* _Task to carry out_
Retype exactly the stretch of lines that begins at the line containing "find the building rooftop in the photo above" and ends at the last line of the data, with no other lines.

::: Data section :::

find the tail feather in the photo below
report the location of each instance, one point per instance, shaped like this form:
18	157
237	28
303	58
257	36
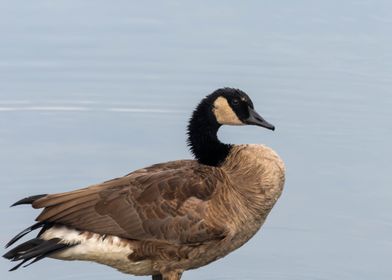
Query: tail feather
35	250
28	200
23	233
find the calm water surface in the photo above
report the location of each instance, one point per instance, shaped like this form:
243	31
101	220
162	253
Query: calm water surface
90	90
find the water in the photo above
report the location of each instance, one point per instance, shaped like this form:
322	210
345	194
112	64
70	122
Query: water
92	90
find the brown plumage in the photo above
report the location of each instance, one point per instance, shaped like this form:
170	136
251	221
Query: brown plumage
169	217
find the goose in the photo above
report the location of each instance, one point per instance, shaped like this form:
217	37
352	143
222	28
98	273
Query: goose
169	217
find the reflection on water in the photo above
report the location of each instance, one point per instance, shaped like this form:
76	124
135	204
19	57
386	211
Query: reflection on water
91	91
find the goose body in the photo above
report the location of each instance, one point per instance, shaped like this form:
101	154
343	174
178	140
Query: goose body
170	217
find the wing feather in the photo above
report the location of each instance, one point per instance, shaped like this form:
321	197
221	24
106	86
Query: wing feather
165	202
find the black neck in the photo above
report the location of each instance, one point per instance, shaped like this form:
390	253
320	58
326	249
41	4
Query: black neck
202	137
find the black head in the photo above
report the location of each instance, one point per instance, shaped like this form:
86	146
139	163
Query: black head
223	106
234	107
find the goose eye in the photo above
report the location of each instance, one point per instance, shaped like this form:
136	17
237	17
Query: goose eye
235	102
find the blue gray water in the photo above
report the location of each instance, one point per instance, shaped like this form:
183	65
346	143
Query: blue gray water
90	90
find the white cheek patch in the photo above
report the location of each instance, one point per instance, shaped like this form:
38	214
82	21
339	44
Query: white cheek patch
224	114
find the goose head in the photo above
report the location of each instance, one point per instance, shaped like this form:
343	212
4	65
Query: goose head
234	107
225	106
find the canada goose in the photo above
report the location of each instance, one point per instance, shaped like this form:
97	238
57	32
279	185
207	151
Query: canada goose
169	217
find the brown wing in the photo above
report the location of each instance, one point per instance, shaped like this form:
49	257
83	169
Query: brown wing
164	202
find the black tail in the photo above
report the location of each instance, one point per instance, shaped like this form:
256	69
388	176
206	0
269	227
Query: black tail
35	250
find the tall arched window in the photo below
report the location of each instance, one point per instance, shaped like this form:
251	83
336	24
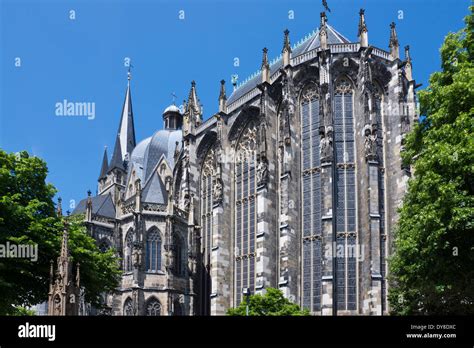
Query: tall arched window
180	260
245	211
153	307
104	245
381	184
153	250
207	182
345	196
127	255
177	308
128	307
311	202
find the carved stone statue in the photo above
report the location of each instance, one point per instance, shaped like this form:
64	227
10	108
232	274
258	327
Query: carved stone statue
217	192
187	202
370	143
262	171
57	305
326	144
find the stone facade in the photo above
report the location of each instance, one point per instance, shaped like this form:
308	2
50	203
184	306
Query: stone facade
293	184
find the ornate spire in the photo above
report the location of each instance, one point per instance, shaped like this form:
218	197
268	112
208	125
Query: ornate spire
105	165
408	65
89	206
265	67
65	244
59	209
286	51
126	131
117	159
363	32
323	34
393	44
222	98
193	106
78	275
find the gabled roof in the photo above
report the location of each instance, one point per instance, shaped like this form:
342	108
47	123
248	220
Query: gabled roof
101	205
310	43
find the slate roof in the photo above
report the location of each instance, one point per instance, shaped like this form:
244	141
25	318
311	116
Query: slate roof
154	190
101	205
310	43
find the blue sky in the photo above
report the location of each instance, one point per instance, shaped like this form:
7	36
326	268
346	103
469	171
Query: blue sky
82	60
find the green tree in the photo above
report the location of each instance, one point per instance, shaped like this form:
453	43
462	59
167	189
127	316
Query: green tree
432	270
27	216
273	303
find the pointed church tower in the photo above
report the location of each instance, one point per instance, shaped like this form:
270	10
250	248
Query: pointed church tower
265	66
126	131
192	112
103	171
64	290
393	44
114	181
363	32
222	98
286	51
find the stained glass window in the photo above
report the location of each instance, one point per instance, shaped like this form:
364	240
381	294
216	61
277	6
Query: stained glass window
311	188
153	250
345	196
245	211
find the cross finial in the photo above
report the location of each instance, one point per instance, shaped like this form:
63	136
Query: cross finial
129	73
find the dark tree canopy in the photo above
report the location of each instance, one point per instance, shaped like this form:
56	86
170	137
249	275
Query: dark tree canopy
432	270
273	303
27	216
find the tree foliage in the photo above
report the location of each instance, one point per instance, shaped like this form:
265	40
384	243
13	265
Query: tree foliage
432	270
27	216
273	303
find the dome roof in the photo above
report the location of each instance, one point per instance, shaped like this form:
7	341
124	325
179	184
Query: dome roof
138	153
171	108
162	143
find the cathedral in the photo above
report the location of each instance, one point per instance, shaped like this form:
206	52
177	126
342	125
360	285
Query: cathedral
293	184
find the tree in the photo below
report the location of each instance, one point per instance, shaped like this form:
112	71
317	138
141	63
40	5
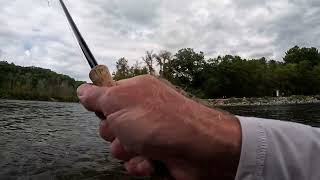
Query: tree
163	59
122	69
187	68
297	54
137	70
149	60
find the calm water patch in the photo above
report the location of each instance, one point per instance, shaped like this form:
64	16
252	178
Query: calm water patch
48	140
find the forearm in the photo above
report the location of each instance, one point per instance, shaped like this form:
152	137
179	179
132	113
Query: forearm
278	150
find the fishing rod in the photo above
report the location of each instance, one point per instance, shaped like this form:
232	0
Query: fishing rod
101	76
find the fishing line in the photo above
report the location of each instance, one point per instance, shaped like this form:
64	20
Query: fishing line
73	35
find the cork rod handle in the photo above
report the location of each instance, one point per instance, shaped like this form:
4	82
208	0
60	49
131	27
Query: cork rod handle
101	76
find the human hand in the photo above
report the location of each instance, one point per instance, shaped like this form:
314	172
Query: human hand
148	120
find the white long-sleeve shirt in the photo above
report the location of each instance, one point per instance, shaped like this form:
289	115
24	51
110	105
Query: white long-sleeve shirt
277	150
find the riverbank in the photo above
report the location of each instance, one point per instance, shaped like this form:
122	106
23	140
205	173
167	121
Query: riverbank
264	101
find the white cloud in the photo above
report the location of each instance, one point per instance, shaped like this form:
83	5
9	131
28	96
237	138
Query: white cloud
33	33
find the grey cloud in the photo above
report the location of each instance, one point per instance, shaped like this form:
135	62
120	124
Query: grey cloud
31	33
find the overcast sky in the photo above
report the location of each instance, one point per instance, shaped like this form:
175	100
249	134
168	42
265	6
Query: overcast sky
35	34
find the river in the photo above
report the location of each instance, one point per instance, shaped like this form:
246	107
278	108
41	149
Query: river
49	140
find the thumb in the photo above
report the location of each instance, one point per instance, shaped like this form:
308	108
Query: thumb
91	96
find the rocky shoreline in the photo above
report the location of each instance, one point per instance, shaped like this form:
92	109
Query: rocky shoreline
263	101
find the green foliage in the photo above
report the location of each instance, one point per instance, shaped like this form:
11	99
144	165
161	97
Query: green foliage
233	76
124	71
296	54
32	83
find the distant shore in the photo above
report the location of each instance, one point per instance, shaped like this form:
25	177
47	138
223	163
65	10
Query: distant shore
264	101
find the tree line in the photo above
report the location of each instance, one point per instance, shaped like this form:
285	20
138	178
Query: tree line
298	73
32	83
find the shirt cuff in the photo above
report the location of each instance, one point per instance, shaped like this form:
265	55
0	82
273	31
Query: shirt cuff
253	150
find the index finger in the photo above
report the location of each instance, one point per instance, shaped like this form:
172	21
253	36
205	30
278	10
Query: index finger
91	97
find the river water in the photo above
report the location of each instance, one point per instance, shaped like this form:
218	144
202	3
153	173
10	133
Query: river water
48	140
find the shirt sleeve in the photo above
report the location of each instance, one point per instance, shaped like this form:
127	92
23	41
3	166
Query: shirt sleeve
273	149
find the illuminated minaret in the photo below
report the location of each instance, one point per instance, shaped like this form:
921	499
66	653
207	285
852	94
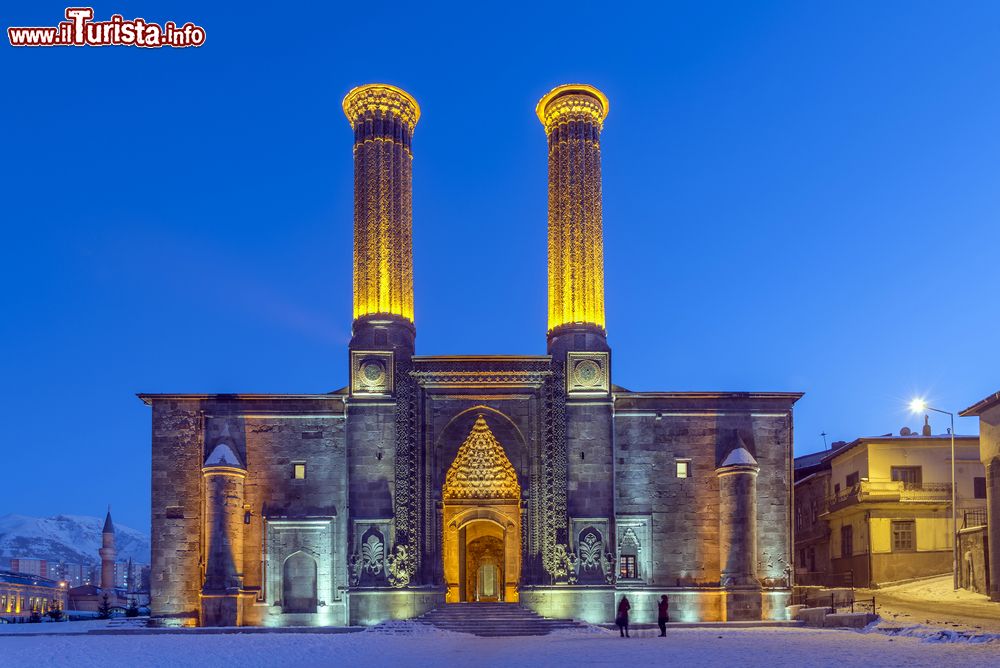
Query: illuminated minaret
107	553
383	118
573	115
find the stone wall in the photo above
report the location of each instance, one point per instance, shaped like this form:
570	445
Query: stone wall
590	484
653	432
269	434
973	560
176	525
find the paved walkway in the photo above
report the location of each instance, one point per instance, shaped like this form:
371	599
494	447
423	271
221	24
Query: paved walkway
934	602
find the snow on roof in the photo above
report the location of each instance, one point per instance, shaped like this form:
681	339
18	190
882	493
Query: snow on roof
223	455
739	457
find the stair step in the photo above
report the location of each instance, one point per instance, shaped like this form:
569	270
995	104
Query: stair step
494	620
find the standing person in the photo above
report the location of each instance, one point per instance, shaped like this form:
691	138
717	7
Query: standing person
663	614
622	619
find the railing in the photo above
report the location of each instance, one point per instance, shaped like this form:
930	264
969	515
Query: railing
890	490
974	518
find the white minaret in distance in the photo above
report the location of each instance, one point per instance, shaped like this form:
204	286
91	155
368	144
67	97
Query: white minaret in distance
107	553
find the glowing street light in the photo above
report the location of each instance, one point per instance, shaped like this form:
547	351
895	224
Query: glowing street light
919	405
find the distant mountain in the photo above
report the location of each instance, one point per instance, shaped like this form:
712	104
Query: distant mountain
69	538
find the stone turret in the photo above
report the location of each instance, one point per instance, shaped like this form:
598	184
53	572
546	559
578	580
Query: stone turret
738	533
224	475
108	553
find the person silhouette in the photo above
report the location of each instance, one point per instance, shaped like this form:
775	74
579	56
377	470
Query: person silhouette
622	618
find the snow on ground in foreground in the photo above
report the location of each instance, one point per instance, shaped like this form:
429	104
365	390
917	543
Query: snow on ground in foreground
776	647
57	627
934	634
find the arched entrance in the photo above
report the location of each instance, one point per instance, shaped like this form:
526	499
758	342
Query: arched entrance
298	583
481	512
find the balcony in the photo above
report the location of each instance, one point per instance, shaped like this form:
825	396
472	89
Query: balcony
890	490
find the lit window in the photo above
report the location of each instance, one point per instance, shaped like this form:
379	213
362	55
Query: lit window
626	567
846	541
902	535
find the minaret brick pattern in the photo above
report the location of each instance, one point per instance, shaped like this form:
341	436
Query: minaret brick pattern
383	118
573	116
107	553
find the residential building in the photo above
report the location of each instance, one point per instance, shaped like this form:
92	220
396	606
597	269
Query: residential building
21	593
37	567
988	553
881	511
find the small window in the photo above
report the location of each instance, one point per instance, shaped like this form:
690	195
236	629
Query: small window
626	567
908	475
846	541
903	532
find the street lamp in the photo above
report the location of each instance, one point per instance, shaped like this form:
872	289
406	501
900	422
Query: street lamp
919	406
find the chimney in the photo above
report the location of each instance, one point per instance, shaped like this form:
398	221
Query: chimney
383	118
573	116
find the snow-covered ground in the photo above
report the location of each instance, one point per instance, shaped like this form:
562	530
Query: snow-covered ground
937	589
933	602
395	646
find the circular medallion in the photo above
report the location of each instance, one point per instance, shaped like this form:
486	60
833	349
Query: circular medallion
372	373
587	373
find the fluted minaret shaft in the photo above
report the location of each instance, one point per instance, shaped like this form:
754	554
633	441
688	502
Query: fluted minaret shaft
573	115
383	118
107	553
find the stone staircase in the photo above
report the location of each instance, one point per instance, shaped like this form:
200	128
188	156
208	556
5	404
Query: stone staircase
494	620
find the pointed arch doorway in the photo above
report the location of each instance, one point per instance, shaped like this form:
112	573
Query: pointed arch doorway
481	512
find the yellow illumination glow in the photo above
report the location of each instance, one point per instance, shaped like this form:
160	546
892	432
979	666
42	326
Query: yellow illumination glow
573	116
383	118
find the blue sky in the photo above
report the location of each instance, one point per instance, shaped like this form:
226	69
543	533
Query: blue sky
797	197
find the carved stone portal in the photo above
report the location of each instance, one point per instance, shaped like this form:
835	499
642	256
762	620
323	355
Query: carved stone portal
481	513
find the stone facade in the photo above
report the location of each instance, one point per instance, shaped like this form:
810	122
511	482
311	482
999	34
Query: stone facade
342	508
988	412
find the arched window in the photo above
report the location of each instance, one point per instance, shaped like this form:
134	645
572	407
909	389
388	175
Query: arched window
298	586
590	550
372	557
628	556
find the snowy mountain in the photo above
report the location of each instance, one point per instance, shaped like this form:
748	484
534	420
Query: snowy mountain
69	538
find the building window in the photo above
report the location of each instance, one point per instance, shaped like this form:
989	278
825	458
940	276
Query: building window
626	567
908	475
846	541
903	535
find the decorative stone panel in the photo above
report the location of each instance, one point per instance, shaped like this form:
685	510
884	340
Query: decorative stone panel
371	373
587	374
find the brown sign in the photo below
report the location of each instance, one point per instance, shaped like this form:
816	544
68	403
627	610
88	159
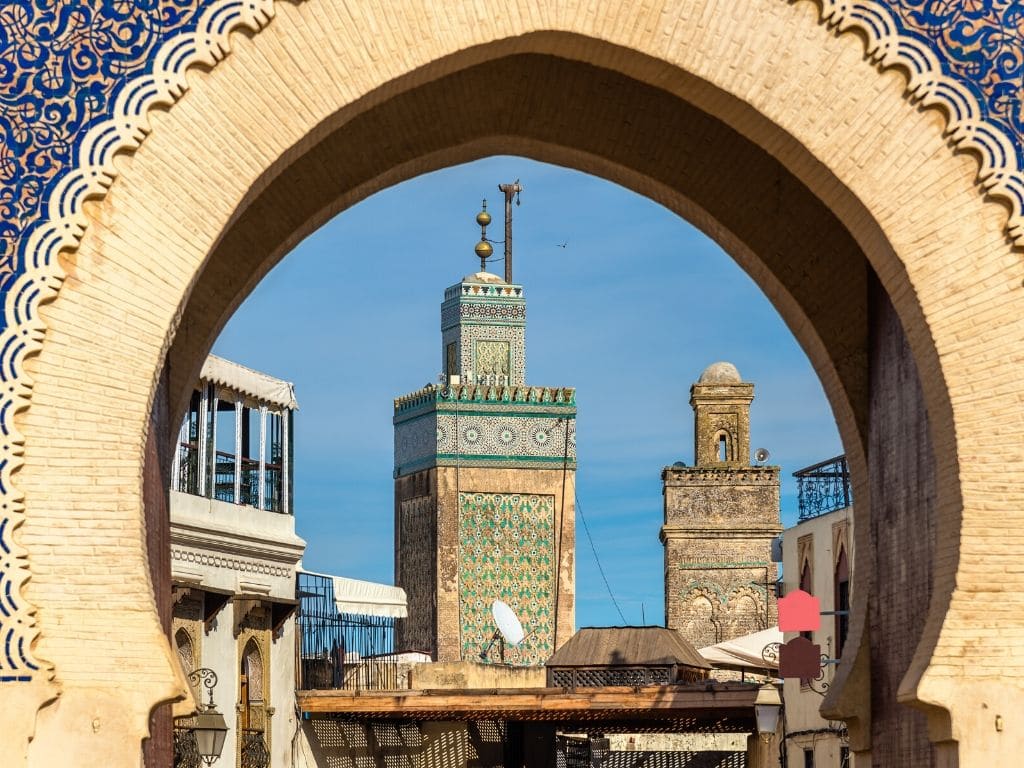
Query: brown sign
799	657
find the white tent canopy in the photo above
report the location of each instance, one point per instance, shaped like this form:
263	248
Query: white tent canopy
245	381
745	651
367	598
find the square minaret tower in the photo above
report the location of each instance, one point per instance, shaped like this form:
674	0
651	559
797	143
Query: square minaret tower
484	487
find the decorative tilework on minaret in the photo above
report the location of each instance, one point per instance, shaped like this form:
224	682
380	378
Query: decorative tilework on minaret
720	518
484	487
483	331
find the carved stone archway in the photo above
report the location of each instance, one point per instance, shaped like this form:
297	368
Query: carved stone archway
775	136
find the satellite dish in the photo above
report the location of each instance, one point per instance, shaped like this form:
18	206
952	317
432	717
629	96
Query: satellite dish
507	622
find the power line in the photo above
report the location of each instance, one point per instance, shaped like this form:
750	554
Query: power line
597	559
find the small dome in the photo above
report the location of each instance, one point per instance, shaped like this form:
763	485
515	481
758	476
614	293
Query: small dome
482	278
720	373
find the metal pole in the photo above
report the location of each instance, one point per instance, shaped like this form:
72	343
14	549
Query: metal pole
238	452
509	190
261	496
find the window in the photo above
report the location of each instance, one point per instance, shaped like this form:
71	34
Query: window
451	365
806	584
842	600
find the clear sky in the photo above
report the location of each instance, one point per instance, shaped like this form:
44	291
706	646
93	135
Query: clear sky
630	312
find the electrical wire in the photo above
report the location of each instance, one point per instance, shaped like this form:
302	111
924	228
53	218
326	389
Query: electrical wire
597	559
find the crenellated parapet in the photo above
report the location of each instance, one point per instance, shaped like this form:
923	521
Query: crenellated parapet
482	393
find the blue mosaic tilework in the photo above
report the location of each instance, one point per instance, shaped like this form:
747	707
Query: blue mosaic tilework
61	67
981	44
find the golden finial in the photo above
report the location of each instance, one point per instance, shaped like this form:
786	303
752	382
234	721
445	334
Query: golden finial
483	249
483	218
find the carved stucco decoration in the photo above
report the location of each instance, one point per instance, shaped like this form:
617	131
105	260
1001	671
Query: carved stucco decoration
78	79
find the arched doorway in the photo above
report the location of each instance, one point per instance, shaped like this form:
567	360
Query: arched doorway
726	120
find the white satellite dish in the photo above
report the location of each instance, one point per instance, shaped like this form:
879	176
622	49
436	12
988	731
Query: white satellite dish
507	622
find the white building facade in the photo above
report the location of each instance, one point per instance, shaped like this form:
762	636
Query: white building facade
817	558
233	560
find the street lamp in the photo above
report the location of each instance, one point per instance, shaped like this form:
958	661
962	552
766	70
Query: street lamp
210	728
767	707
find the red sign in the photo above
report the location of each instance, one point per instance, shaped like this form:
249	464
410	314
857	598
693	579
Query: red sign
799	657
799	611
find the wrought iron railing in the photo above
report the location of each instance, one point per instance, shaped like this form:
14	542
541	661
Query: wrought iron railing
223	478
343	650
254	752
186	748
187	479
823	487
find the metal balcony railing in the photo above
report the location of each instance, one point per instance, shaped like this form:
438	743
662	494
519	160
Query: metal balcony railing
823	487
254	751
223	478
186	748
345	651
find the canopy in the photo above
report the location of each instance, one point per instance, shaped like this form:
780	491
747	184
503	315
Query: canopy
369	598
745	651
244	380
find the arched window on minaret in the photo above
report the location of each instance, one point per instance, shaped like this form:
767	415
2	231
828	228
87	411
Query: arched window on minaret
186	651
842	599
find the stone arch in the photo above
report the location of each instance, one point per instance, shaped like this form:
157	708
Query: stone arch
847	146
701	619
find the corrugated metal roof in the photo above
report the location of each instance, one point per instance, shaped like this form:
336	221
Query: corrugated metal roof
627	646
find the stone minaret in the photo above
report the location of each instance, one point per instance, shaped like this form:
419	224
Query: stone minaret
484	487
720	518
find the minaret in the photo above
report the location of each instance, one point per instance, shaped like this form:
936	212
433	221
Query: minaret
484	484
720	518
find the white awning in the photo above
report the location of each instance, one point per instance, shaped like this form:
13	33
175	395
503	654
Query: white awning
244	380
369	598
745	651
366	598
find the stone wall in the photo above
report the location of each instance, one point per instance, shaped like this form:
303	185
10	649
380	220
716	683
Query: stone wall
902	534
416	559
156	483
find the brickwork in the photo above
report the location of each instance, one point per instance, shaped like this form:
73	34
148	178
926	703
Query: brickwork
720	517
902	532
769	130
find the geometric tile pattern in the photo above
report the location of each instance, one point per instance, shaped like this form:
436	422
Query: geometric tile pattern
498	429
486	322
506	552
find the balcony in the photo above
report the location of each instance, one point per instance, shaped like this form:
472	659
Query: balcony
823	487
235	480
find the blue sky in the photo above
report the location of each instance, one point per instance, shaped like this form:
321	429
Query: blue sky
630	313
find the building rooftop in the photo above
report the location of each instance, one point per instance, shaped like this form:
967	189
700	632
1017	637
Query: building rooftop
627	646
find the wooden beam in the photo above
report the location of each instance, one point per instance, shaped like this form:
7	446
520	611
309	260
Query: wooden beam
667	701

:::

* _Reply_
find the building rooftop in the photo above
report the location of each instance, one point per instance, shaped like this form:
967	189
700	632
1017	637
Query: building rooftop
627	646
find the wooden beam in the photo above
report the location of each instance, one point per instance, shaped like this form:
7	446
520	611
309	260
Query: wooden beam
667	701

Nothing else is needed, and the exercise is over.